Im Vorfeld des 50-jährigen Bestehens der Freiwilligen Feuerwehr Hiddinghausen hatte ich die Gelegenheit zu einem ausführlichen Gespräch mit dem Alterskameraden und Mitgründer Heinrich Ostholt sen. Der Kamerad Ostholt berichtete dabei von mehrfachen Gründungsversuchen vor 1911. Die heute hier aufgestellte Handdruckspritze soll aus einem Gründungsversuch stammen und war bei der Gründung vorhanden. Die Mannschaft und die Organisation fehlten also. Dies wurde durch die Gründung ausgeglichen.

(Dateneinträge)
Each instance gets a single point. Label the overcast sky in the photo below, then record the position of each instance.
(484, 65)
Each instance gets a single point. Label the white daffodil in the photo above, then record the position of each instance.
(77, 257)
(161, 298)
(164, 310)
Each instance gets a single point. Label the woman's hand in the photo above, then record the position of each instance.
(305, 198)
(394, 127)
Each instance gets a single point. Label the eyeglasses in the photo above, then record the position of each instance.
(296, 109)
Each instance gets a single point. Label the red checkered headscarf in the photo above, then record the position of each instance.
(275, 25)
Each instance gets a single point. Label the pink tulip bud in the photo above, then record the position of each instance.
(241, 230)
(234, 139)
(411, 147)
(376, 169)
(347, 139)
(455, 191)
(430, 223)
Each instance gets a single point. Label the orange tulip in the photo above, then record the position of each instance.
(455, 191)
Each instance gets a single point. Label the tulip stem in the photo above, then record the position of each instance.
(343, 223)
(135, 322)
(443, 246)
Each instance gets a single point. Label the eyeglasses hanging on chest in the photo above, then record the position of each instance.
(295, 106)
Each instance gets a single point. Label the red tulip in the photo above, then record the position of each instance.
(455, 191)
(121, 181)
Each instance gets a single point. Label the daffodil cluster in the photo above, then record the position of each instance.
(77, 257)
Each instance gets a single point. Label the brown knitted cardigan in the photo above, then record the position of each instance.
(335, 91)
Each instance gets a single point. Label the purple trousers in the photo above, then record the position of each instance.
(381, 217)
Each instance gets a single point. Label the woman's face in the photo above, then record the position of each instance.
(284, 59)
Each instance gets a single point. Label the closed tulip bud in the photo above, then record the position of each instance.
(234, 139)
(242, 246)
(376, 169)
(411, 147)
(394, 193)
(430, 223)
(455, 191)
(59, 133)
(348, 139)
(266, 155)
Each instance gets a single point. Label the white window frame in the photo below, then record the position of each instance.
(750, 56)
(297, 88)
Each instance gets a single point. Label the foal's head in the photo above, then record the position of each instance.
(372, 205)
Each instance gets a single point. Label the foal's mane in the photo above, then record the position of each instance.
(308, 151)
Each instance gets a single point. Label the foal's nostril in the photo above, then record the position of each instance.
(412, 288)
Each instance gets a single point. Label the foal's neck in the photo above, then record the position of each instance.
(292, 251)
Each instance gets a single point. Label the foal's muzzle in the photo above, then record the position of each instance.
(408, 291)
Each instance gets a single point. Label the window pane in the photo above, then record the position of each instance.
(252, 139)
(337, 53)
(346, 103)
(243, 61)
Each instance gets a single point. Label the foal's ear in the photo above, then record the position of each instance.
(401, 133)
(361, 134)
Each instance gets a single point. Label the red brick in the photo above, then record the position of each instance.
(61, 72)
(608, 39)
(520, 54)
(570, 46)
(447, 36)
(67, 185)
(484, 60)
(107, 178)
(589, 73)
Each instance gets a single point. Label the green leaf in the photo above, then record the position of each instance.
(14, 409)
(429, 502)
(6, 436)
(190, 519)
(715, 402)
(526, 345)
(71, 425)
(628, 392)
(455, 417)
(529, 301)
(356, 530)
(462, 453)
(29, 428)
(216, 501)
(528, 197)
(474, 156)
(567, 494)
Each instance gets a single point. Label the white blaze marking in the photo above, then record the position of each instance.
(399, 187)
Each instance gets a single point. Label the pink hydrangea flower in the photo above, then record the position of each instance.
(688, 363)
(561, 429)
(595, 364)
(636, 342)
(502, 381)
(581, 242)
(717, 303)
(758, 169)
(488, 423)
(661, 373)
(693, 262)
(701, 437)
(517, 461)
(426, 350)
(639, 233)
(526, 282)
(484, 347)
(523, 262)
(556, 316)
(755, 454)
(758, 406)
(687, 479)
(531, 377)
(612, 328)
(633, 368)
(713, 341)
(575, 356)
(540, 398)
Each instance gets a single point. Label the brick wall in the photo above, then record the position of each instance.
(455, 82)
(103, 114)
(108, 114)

■ **Aufgabe 1**:
Gib aus dem Übungstext den Abschnitt von „Im Vorfeld des“ bis einschließlich „die Gründung ausgeglichen.“ wortgetreu aus.
■ **Aufgabe 2**:
Fasse den Übungstext in zwei Sätzen zusammen.

■ **Lösung 1**:
Im Vorfeld des 50-jährigen Bestehens der Freiwilligen Feuerwehr Hiddinghausen hatte ich die Gelegenheit zu einem ausführlichen Gespräch mit dem Alterskameraden und Mitgründer Heinrich Ostholt sen. Der Kamerad Ostholt berichtete dabei von mehrfachen Gründungsversuchen vor 1911. Die heute hier aufgestellte Handdruckspritze soll aus einem Gründungsversuch stammen und war bei der Gründung vorhanden. Die Mannschaft und die Organisation fehlten also. Dies wurde durch die Gründung ausgeglichen.

■ **Lösung 2**:
Im Vorfeld des 50-jährigen Bestehens der Freiwilligen Feuerwehr Hiddinghausen berichtete der Mitgründer Heinrich Ostholt sen. in einem Gespräch von mehrfachen Gründungsversuchen vor 1911. Die heute aufgestellte Handdruckspritze soll aus einem dieser Versuche stammen und war bei der Gründung vorhanden, während die fehlende Mannschaft und Organisation durch die Gründung ausgeglichen wurden.